Phonemic Tagging with CELEX

If you have access to the CELEX lexical database, you can integrate LaBB-CAT with it, allowing you to annotate words in your transcripts with data from CELEX - that can include:

  • standard phonemic transcriptions - e.g. “difference” → “dɪfrəns” or “dɪfərəns”
  • morphological information - e.g. “difference” → “different+ence”
  • possible syntactic category - e.g. “difference” → “N”
  • frequency data
  • lemma
  • syllable count

If you want to do force-aligment (to determine the start and end times of each phone within each word), you will need to start with standard phonemic transcriptions, which CELEX can provide.

CELEX is essentially a lexical database, available in English, German, and Dutch. You can purchase the database from the LDC, who provide a number of text files for each language. Once you’ve got these data files, you need to install LaBB-CAT’s CELEX layer manager, which loads the data from the text files into the LaBB-CAT database, and provides mechanisms for generating annotation layers from it.

The basic steps are:

  1. Buy CELEX from the LDC.
  2. Save the data files on the same computer than LaBB-CAT is installed on. If you have zip files, these must be unzipped.
  3. Install the CELEX English layer manager (or the German one if your data is in German), providing the location of the files you saved in the previous step
  4. Create a new word layer, managed by the CELEX English (or German) layer manager, to generate the annotations you want.

1. Getting CELEX

The CELEX lexical databases are available from the Linguistic Data Consortium (LDC), and are available for English, German, and Dutch. Currently integration with only the English and German databases is supported by LaBB-CAT.

You can buy the databases online from the LDC catalogue.

2. Saving the data files

For each language, the database you receive from the LDC consists of a collection of plain text files, arranged in a set of folders. For the language you are going to install, these files, in their original folders, must be saved on to the same computer that the LaBB-CAT server is running on.

For example, if you’re going to install the English CELEX data, then you need to end up with a folder on your LaBB-CAT server called ENGLISH, which contains the folders called:

  • ECT
  • EFL
  • EFS
  • EFW
  • EML
  • EMW
  • EOL
  • EOW
  • EPL
  • EPW
  • ESL

Each of these subfolders will contain a file named after the subdirectory (e.g. in the ECT folder there’s a file called ECT.CD) and a file called README.

- Given instruction 1
Update the CELEX tagging page from the words "3. Install the" through the words "is running on.", writing it out again with "folders" changed to "directories".

- The input
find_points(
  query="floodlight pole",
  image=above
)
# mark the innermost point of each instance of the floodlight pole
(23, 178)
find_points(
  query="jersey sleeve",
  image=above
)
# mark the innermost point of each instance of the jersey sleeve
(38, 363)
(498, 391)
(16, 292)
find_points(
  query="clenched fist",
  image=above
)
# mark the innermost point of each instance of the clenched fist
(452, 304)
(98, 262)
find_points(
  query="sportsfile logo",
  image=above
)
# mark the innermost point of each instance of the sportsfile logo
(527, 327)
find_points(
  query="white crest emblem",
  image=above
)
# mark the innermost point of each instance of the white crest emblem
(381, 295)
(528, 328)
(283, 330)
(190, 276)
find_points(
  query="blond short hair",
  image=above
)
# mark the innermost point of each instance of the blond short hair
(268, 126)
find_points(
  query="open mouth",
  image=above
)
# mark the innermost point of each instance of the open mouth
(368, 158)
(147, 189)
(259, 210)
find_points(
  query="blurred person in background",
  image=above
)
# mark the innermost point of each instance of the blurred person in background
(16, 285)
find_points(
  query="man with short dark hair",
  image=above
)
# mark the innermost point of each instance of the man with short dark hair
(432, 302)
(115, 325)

==

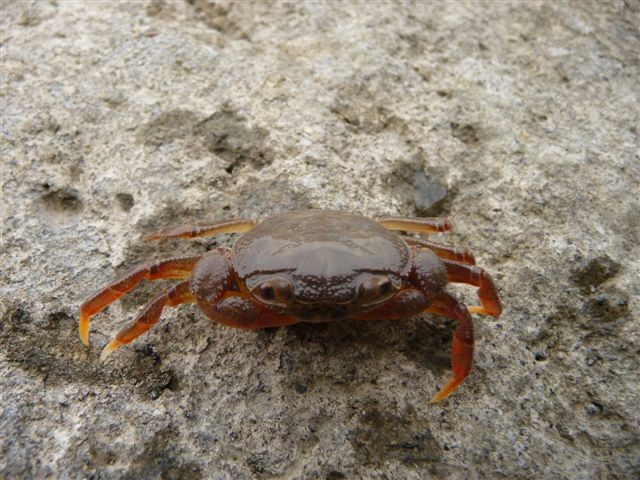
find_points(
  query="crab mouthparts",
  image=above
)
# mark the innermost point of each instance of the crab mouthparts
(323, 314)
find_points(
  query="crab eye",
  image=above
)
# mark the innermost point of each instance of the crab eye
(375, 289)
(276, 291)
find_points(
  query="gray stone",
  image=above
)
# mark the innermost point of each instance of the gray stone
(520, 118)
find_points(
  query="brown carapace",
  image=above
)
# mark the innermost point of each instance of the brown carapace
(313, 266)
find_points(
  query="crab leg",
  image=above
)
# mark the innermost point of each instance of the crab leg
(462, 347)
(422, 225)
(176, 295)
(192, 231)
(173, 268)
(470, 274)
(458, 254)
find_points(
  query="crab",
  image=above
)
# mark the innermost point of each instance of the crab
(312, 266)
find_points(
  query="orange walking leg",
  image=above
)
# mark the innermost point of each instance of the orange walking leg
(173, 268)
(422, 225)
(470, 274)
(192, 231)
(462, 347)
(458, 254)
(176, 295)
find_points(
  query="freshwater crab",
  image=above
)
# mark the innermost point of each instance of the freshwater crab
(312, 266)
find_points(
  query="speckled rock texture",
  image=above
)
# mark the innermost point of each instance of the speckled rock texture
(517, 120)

- Given instruction 2
Find every line in the entries that contains the string "walking", and copy each of those lines. Letter case matters.

- Problem solution 1
3. Install the CELEX English layer manager (or the German one if your data is in German), providing the location of the files you saved in the previous step
  4. Create a new word layer, managed by the CELEX English (or German) layer manager, to generate the annotations you want.

1. Getting CELEX

The CELEX lexical databases are available from the Linguistic Data Consortium (LDC), and are available for English, German, and Dutch. Currently integration with only the English and German databases is supported by LaBB-CAT.

You can buy the databases online from the LDC catalogue.

2. Saving the data files

For each language, the database you receive from the LDC consists of a collection of plain text files, arranged in a set of directories. For the language you are going to install, these files, in their original directories, must be saved on to the same computer that the LaBB-CAT server is running on.

- Problem solution 2
  query="orange walking leg",
# mark the innermost point of each instance of the orange walking leg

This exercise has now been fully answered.